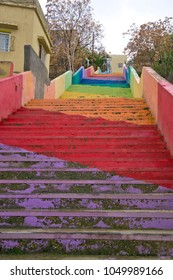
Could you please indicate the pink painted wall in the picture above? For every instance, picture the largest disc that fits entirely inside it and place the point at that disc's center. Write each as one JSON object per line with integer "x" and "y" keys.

_ _ _

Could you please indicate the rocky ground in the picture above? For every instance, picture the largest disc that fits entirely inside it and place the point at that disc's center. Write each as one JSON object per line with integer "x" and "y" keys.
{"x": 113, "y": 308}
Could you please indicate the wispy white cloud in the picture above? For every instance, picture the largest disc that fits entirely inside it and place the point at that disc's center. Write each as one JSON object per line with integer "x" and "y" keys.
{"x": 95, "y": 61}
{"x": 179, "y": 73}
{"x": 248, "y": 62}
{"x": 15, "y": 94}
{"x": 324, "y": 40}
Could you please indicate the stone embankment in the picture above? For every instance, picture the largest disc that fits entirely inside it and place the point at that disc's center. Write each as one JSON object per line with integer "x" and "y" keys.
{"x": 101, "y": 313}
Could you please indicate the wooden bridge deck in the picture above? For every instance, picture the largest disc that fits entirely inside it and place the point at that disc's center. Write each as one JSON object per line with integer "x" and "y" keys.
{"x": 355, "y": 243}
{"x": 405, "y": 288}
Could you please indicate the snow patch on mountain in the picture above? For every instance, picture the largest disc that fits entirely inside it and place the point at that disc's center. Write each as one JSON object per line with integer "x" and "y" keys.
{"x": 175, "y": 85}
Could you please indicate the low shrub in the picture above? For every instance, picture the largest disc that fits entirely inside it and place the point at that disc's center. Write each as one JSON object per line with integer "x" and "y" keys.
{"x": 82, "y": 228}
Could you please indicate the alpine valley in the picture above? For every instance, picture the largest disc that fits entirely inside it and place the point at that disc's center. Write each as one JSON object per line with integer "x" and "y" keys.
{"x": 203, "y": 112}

_ _ _

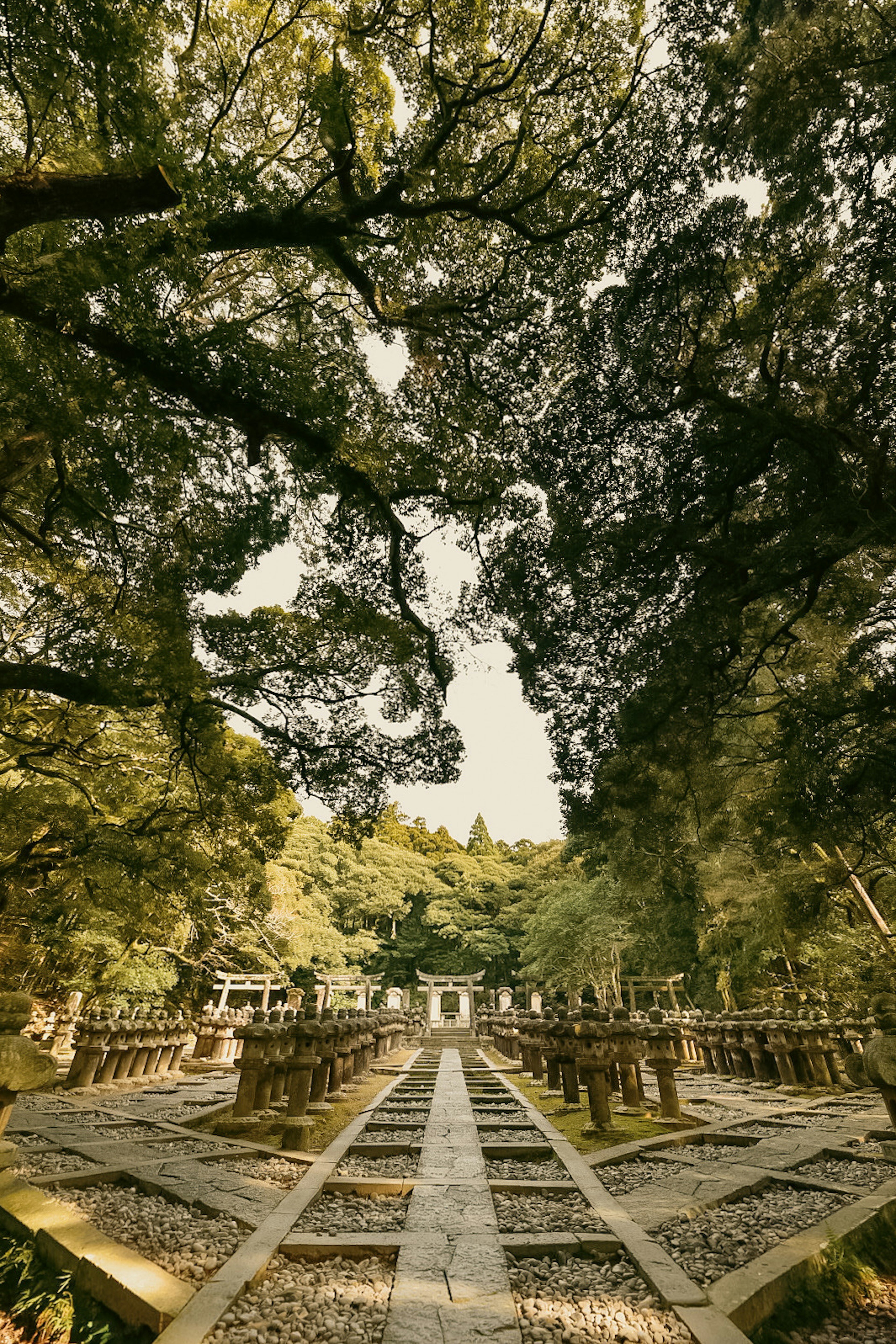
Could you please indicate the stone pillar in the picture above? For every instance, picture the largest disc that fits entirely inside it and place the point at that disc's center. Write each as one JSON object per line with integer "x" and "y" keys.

_ _ _

**What the task asks**
Locate each row above that contains the string "embankment", matching case exactly, and copy those rows in full.

**Output for this exercise**
Could you please indicate the stone embankment in the picture above? For every instance, picture the largest disc that fits entirely inside it and place the point at that disc's center. Write each as one JSON object per line with integer "x" and "y" keys.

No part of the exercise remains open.